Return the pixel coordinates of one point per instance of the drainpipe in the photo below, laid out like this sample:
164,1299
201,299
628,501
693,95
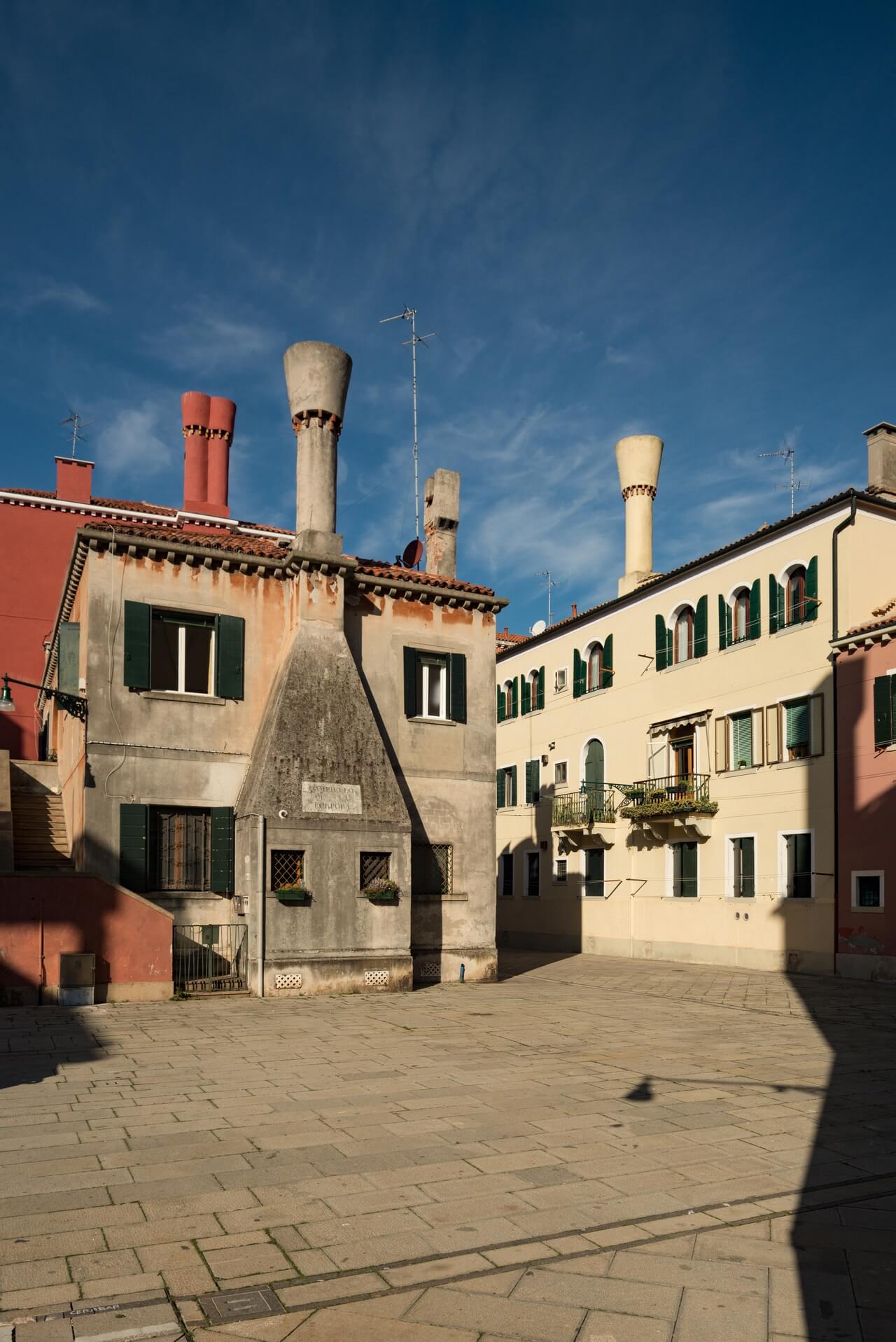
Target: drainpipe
834,632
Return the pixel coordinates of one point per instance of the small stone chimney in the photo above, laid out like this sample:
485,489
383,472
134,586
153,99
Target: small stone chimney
881,459
638,459
440,517
317,383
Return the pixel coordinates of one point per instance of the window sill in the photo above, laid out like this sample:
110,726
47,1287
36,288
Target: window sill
176,697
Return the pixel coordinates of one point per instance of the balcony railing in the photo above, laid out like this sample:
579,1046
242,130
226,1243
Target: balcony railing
656,797
585,808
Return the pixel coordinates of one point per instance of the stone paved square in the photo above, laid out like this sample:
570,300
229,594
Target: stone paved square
587,1149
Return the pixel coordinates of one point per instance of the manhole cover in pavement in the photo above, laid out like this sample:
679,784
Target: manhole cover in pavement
228,1306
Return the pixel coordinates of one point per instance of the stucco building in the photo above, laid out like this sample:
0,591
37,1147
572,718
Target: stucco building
667,760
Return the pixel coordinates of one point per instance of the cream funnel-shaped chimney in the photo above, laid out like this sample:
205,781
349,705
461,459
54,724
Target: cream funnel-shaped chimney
638,459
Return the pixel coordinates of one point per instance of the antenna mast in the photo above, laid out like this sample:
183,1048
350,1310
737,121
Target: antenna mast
794,484
410,314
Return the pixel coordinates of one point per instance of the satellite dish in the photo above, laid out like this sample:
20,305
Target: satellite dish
412,556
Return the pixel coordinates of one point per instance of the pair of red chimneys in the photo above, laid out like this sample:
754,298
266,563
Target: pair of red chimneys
208,433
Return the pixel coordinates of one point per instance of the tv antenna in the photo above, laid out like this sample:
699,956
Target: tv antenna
410,314
546,573
794,484
77,426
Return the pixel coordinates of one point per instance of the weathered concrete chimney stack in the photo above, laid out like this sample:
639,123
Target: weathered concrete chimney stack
881,458
317,382
440,517
638,459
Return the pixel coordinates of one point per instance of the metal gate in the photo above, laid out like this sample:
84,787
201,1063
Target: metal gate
209,958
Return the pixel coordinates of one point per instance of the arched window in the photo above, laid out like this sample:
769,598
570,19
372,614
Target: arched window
683,641
594,666
796,595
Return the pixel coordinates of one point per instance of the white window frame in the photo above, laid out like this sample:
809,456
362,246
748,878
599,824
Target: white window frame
865,909
783,863
729,866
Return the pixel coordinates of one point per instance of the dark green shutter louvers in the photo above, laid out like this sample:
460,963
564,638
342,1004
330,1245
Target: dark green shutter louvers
607,669
812,588
458,686
133,857
230,647
660,645
755,611
702,627
411,683
137,645
883,711
223,850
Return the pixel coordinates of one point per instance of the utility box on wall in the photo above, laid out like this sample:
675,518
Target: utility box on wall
77,979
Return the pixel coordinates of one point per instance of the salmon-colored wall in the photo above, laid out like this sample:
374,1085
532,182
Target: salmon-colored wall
130,938
867,803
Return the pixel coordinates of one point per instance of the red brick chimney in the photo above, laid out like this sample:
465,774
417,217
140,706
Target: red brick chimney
74,480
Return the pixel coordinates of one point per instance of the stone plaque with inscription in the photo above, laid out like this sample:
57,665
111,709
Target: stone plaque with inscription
332,799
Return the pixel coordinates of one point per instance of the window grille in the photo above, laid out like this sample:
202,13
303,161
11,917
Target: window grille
288,867
374,866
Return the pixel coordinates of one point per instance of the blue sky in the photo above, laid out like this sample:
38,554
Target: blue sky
640,218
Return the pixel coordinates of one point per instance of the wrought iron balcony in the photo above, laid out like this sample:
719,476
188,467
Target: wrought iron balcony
654,799
585,808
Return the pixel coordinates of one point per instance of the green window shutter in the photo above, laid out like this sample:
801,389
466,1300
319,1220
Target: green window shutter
754,629
662,648
458,686
137,645
723,623
230,645
607,670
883,711
133,846
702,627
773,604
411,683
69,645
812,588
223,850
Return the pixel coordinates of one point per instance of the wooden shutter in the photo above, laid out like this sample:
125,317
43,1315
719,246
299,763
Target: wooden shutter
411,685
723,623
720,745
456,687
883,711
133,846
230,645
816,724
702,627
754,627
223,850
660,645
758,743
773,733
137,645
607,669
69,646
812,588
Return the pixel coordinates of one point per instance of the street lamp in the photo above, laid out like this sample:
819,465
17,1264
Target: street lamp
71,704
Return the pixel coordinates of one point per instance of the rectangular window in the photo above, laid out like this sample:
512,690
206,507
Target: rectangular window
742,741
743,867
685,870
799,866
431,869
........
Set the listing down in full and exactly. Pictures within it should not appear in the copy.

Return the pixel coordinates of one point per instance of the drainpipe in the photo below, laid out like this sample:
164,1299
201,299
628,501
693,95
Target: drainpipe
834,632
Return the pixel coordinates of one point per instance of the small stone chimney in the photo above, laid out like this sample:
485,489
383,472
134,586
153,99
Target: small stone chimney
881,459
638,459
440,517
317,383
Return the pixel coordinates of one point per instance of the window sill in the photo above, laid out like this sample:
110,726
47,1287
36,288
Target: window sill
176,697
Return the pixel coordinates of one point per instance of the balcony railing in the photo above, laid out like this sample:
579,1046
242,130
226,1243
Target: balcony railing
656,797
585,808
Return the pixel coordinates of one point per instance of the stone paved square in the photo above, laid out like this sample:
570,300
229,594
Target: stone paved square
587,1149
Return the pixel coordinates of one point per instance of the manhole cover in pavement in the photo above, laid out like this sample:
679,784
Target: manhole cover in pavement
228,1306
Return the pixel coordinates of one point per instance of the stucco building in the photo above, laid out like this sample:
0,591
37,1147
572,718
Target: stucco building
667,760
Return the pixel coordinates of one point per instance of the cream funnel-shaped chimney in the photo above, laid out like this sample:
205,781
349,705
461,459
54,724
Target: cream funnel-shaped chimney
638,459
Return the pixel coordinates of one point per instance of the antenna mast in the photo above, laid out like this sample:
183,1048
350,1310
737,121
Target: antenna mast
794,484
410,314
Return the pixel coordinates of one point per instance of the satellite dish in the photo above, laid out like this sample:
20,305
Target: satellite dish
412,556
Return the pixel coordinates of one point per instance of the pair of red chimneys in the photo above, laid out like this sample:
754,298
266,563
Target: pair of red chimneys
208,433
Return the pixel coordinates of one point per instance of the tv antenna in the photo above, laid out like this sample:
699,956
Target: tv antenna
410,314
546,573
794,484
77,426
Return the pixel coordinates of one point per instance of the weathered concrete chimney stack in the photo above, laid out like this sample:
639,123
Target: weathered concrete chimney stack
881,458
317,382
440,517
638,459
Return the pixel coordinates of one point per instance of the metal gate in the photo above, laid out like this sample:
84,787
201,1063
Target: metal gate
209,958
Return the pixel coordinates of one point per instance of the arched window in the photo above, laid out like this sample:
769,598
570,19
372,614
Target: arched window
683,641
594,666
796,595
Return the pixel coordinates of one point per instance of the white window frame in the photo above, laid out like this sample:
809,456
362,246
748,878
599,824
Target: white window frame
865,909
783,863
729,866
Return the pixel coordinates of one point per instance of the dark green shutter louvers in the photo above, laid out like this sample:
460,963
564,638
342,1004
330,1245
Target: dark green shutter louvers
607,669
812,588
458,686
133,857
230,647
660,645
755,611
702,627
411,683
137,645
883,711
223,850
Return the pixel coordinates of one point per instance of the utility box on wall in the photo above, laid out like this sample:
675,518
Target: utility box on wall
77,979
Return the pixel coordinates of one point per instance of the salmon-colored wall in the photo above, laid out like this sample:
374,1085
532,182
Target: salmon-colored wall
130,938
867,803
Return the pixel coordinates of one point per instance of the red brick chimney in the photo above, laid out like this sample:
465,774
417,217
140,706
Target: red brick chimney
74,480
Return the pixel coordinates of one point per instance of the stone plaque with inscription in the photo above, laid out like this sample:
57,665
111,709
Target: stone plaque with inscription
332,799
Return the pixel coordinates of one point per instance of the window grille in the photo above, laid out like this sample:
202,13
303,161
11,917
Target: window grille
288,867
374,866
Return the pixel coordinates of one point per instance of the blue sky in the photo above, laid out like this sample:
38,554
Target: blue sky
640,218
Return the pixel coordinates of one point per instance of the wrought iron balcony in the photo above, laid out like this sample:
719,476
188,467
Target: wrought iron balcony
654,799
585,808
Return the pixel coordinates of one point per instance of the green window shutter in the photo above, laid out like this sample:
801,389
466,1300
319,1220
Target: green window shutter
754,629
662,648
458,686
137,645
723,623
230,645
607,670
883,711
133,846
702,627
773,604
411,683
69,645
812,588
223,850
Return the pixel coordinates of one point per instance of the wooden shutter in the photo above, laid out like this sample:
125,317
43,1315
719,246
299,763
Target: wooden shutter
411,685
723,623
720,745
456,687
883,711
133,846
230,645
816,724
702,627
754,627
223,850
660,645
758,743
773,733
137,645
607,669
69,646
812,588
Return the pixel coordinates of one point per instance of the street lamp in the photo above, laid out like this sample:
819,465
17,1264
Target: street lamp
71,704
Return the pixel coordinates of one point per instance of the rectangular window in the photo above, laid out like this sample:
512,690
206,507
Target: rectangular window
742,741
743,867
685,870
799,866
431,869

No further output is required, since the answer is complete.